# Study text:
------------------------------

10. Materialistic Irony: You buy an expensive fur coat but the weather is forever hot so you can’t wear it like the old lady in Buenos Aires.
You fight tooth and claw to get rich, your business partner murders you, and your wife and children are left without the provider whose millions are hidden in bank accounts, which the wife cannot access.
11. Short-sighted irony: You workout to impress a girl but she’s turned off by big muscles. You were looking at what you want, not at what she wants. A woman overdressed and wears too much make-up and men are terrified of her.
12. Ironic Irony: You try to be ironic because you think it’s cool but you come across as a fake and as a poser.
13. Corruptive Irony: The more we get our hands dirty in the mess of life, the more pure we become; the more we stay away from the filth, the more contaminated we become by our lack of involvement, which is a form of narcissism. This is the major theme of the story “The Missing Person.” Leo finds love and redemption while working as a hustler in Las Vegas. “It’s all right. I’m here.” These are the final words and show that he’s not the missing person anymore.

------------------------------

(Dataset entries)
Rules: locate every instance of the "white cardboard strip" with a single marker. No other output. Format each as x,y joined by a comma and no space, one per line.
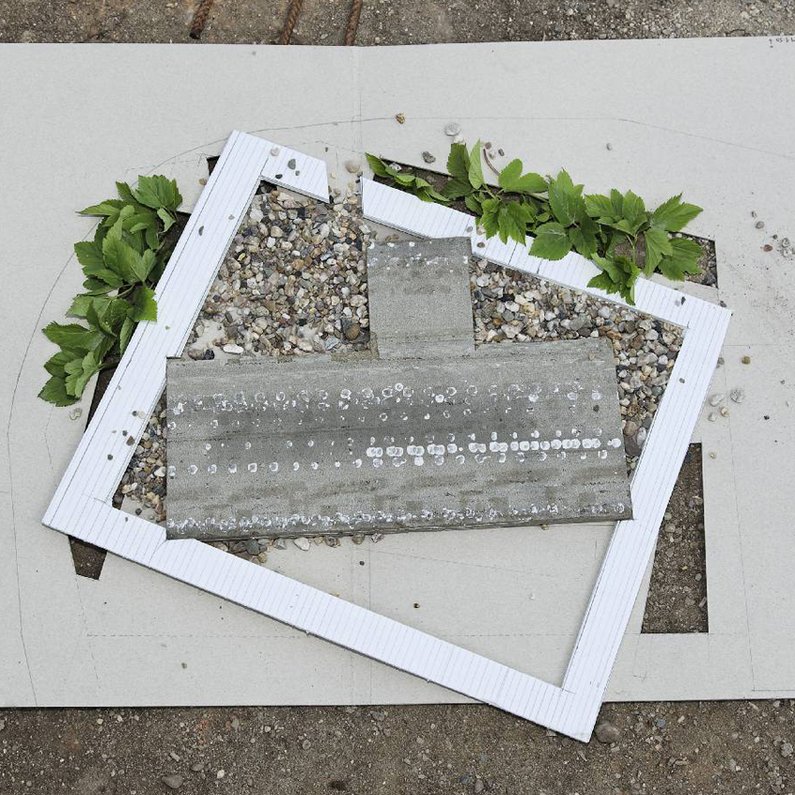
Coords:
81,504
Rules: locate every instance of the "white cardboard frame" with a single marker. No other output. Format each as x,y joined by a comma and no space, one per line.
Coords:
82,506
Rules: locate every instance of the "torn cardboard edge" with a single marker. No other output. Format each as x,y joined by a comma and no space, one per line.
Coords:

------------------------------

# Activities:
**a)** According to the list of kinds of irony, in which city does Leo find love and redemption while working as a hustler?
**b)** Continue the list of kinds of irony after its final sentence.

# Set of answers:
**a)** Las Vegas

**b)**
Irony in "The Missing Person"
Leo joins a religious order to find love and he finds scorn and hate.
Leo develops a reputation as a killer and earns the respect from the nuns who formerly hated him.
Leo goes to Vegas and finds love.
Leo joins a religious order, not to find God or his soul, but run away from responsibilities.
Leo joins a religious order to find an easy job and instead finds drudgery and disrespect.
Leo becomes corrupt and in doing so he finds purification and evolution.
Sample Introduction, Transition, and Thesis
After decades of vowed silence, Mother finally told me my IQ, which is about 125. That puts me in the 92 percentile ballpark. To be smarter than 92% of the human race is very smart, to be sure, but it’s not exceptional. I know a few people in the 98 percentile and that 6 point differential between them and me seems like an infinite chasm.
One thing I notice about 98s is that they don’t like 92s. They find us annoying because we’re smart enough to want to hang out with the 98s, but we bore them. We want to feed off their energy, we want to snap, crackle and pop with their wit and alacrity, but we’re duds, flaccid wannabes.
Sometimes 92s get lucky and SOUND like 98s but after a while 98s figure out we’re just aspiring to be 98s and we are, much to our self-loathing, incurable 92s.
Another feature about 92s: We don’t like hanging around fellow 92s because they remind us of our essential 92ness.
Of course we don’t hang out with 90s, 85s, or less because they bore and annoy us the same way we bore and annoy 98s.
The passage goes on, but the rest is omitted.